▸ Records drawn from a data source
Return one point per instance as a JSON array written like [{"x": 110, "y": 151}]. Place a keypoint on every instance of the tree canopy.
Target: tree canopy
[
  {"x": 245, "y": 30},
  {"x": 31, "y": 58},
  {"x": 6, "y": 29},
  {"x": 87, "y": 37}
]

▸ Work to do
Collect each line of the records that contains the string "canopy". Letter case must match.

▸ Final answer
Return one point per instance as a JSON array written like [{"x": 110, "y": 151}]. Place a keypoint on every instance of the tree canopy.
Target: tree canopy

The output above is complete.